Challenge> Select every line in the items that contains the word "field", and copy each one. The match is case-sensitive.
***** Provided material *****
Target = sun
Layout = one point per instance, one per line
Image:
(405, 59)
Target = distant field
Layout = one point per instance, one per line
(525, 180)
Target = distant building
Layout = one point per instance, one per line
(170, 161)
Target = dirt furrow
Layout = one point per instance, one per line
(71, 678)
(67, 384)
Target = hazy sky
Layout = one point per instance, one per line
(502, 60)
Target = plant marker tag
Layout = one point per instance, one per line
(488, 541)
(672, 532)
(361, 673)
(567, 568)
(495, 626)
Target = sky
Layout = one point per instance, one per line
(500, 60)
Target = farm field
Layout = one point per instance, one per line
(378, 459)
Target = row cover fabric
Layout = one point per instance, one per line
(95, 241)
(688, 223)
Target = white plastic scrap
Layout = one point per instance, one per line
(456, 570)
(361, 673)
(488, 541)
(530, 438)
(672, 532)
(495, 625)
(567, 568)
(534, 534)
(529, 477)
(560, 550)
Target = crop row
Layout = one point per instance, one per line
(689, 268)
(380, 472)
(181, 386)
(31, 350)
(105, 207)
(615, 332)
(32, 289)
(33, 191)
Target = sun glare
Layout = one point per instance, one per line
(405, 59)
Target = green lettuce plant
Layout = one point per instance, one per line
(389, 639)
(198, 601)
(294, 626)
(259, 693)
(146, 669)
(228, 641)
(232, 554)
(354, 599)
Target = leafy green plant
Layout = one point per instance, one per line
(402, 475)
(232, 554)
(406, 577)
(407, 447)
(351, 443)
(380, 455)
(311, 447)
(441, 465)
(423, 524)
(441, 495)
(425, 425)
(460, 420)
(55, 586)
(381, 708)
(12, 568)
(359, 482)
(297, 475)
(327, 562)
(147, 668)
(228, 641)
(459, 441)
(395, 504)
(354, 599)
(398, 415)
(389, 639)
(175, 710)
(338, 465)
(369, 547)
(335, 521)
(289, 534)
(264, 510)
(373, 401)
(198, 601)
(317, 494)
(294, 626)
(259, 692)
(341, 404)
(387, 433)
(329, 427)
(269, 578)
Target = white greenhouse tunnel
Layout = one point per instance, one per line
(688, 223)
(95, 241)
*****
***** Provided material *****
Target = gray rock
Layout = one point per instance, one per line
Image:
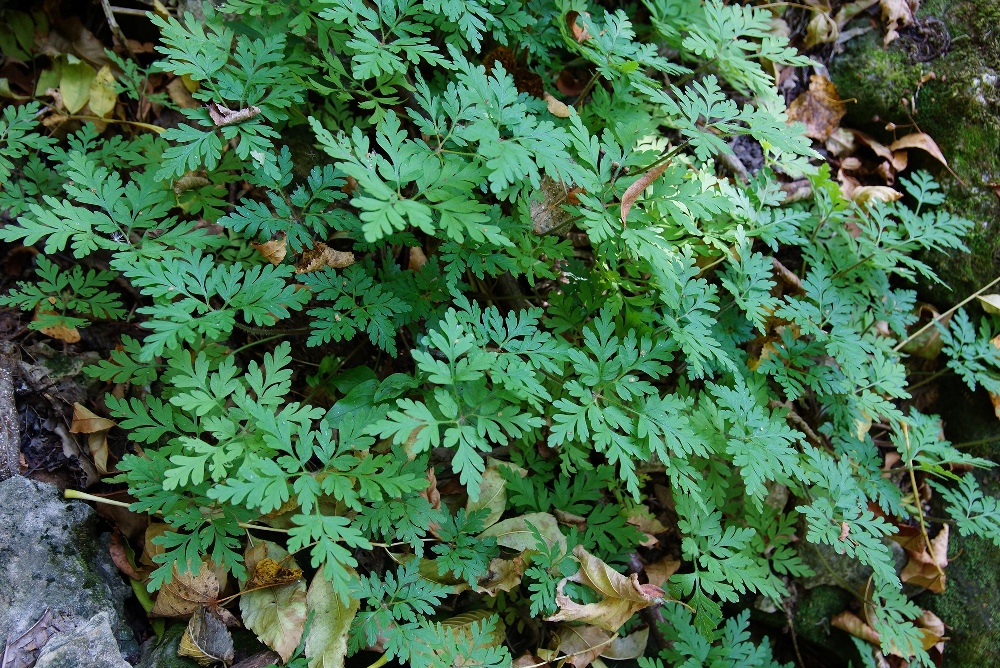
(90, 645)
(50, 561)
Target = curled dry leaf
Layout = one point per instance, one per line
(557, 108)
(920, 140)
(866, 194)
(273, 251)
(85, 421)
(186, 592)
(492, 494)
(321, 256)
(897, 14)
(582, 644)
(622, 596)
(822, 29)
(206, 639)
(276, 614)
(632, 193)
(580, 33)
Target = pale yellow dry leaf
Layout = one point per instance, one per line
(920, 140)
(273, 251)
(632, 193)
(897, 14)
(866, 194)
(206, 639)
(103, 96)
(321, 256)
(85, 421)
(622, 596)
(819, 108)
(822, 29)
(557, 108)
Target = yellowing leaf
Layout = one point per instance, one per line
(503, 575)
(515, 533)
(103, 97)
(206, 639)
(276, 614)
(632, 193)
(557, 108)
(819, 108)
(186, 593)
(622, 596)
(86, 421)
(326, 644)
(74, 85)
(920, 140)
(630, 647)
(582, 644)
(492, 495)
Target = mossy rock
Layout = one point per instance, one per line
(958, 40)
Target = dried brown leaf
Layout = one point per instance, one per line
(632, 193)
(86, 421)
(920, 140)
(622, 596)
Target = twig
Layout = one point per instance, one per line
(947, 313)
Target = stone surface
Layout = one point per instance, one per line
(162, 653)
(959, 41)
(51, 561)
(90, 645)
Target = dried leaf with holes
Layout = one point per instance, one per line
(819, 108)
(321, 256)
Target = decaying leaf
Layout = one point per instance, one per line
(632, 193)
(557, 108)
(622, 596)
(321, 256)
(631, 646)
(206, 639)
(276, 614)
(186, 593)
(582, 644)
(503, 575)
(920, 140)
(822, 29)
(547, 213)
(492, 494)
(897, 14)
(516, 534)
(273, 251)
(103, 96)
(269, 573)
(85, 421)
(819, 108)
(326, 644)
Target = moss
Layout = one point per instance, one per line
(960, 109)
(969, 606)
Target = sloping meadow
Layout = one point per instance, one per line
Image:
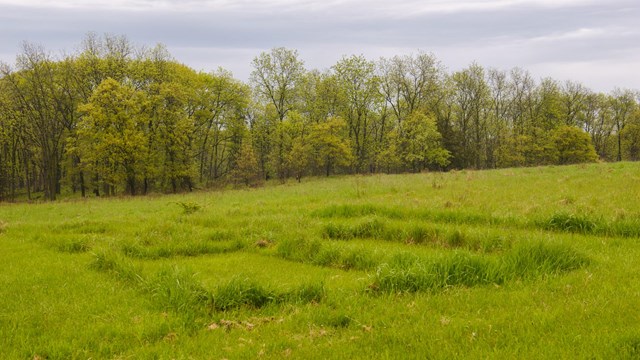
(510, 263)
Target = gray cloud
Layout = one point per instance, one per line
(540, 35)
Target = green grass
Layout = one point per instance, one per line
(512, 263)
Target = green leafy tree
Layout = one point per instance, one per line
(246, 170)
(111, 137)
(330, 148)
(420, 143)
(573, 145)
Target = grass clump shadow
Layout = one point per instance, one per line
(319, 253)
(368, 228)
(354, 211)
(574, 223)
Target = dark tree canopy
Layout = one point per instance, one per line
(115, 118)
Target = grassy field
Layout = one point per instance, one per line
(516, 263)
*****
Result for this exercise>
Target = distant field
Target = farm field
Target = grassy field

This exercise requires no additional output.